HALAMAN:
════════════════
Keistimewaan tafsir ini ada pada kemudahannya sehingga dapat dikonsumsi oleh
lapisan dan tingkatan kaum muslimin secara merata. Sedangkan kelemahannya ada
pada penjelasannya yang terlalu ringkas sehingga tidak dapat menguak makna ayat
yang luas dan tidak dapat menyelesaikan masalah secara tuntas.
3.
Metode Muqorin / Muqoran
Tafsir al-Muqarim adalah penafsiran sekolompok ayat
al-Qur’an yang berbicara dalam suatu masalah dengan cara membandingkan antara
ayat dengan ayat atau antaraa ayat dengan hadis baik dari segi isi maupun
redaksi atau antara pendapat-pendapat para ulama tafsir dengan menonjolkan
segi-segi perbedaan tertentu dari obyek yang dibandingkan. Pendapat yang sama
mengemukakan bahwa: Metode tafsir muqorin sering disebut metode komperatif,
yaitu tafsir Al-Qur'an yang dala menafsirkan ayat-ayat Al-qur'an dengan cara
membandingkan ayat, riwayat atau pendapat yang satu dengan yang lainnya, untuk
dicari persamaan dan perbedaannya serta faktor-faktor yang mempengaruhinya. Jadi
yang dimaksud dengan metode komporatif ialah: (a) membandingkan teks (nash)
════════════════
BAHAN SUMBER:
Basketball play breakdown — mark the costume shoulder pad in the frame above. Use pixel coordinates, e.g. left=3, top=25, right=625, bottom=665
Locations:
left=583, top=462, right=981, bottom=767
════════════════
TUGAS ANDA:
1 – Salin dengan tepat seluruh bagian teks tentang metode tafsir, mulai dari "Metode Muqorin /" hingga "membandingkan teks (nash)".
2 – Menurut teks tentang metode tafsir, apa keistimewaan tafsir yang dibahas di bagian awal?

JAWABAN SETIAP TUGAS:
1 –
Metode Muqorin / Muqoran
Tafsir al-Muqarim adalah penafsiran sekolompok ayat
al-Qur’an yang berbicara dalam suatu masalah dengan cara membandingkan antara
ayat dengan ayat atau antaraa ayat dengan hadis baik dari segi isi maupun
redaksi atau antara pendapat-pendapat para ulama tafsir dengan menonjolkan
segi-segi perbedaan tertentu dari obyek yang dibandingkan. Pendapat yang sama
mengemukakan bahwa: Metode tafsir muqorin sering disebut metode komperatif,
yaitu tafsir Al-Qur'an yang dala menafsirkan ayat-ayat Al-qur'an dengan cara
membandingkan ayat, riwayat atau pendapat yang satu dengan yang lainnya, untuk
dicari persamaan dan perbedaannya serta faktor-faktor yang mempengaruhinya. Jadi
yang dimaksud dengan metode komporatif ialah: (a) membandingkan teks (nash)

2 – Keistimewaannya ada pada kemudahannya, sehingga dapat dikonsumsi oleh lapisan dan tingkatan kaum muslimin secara merata.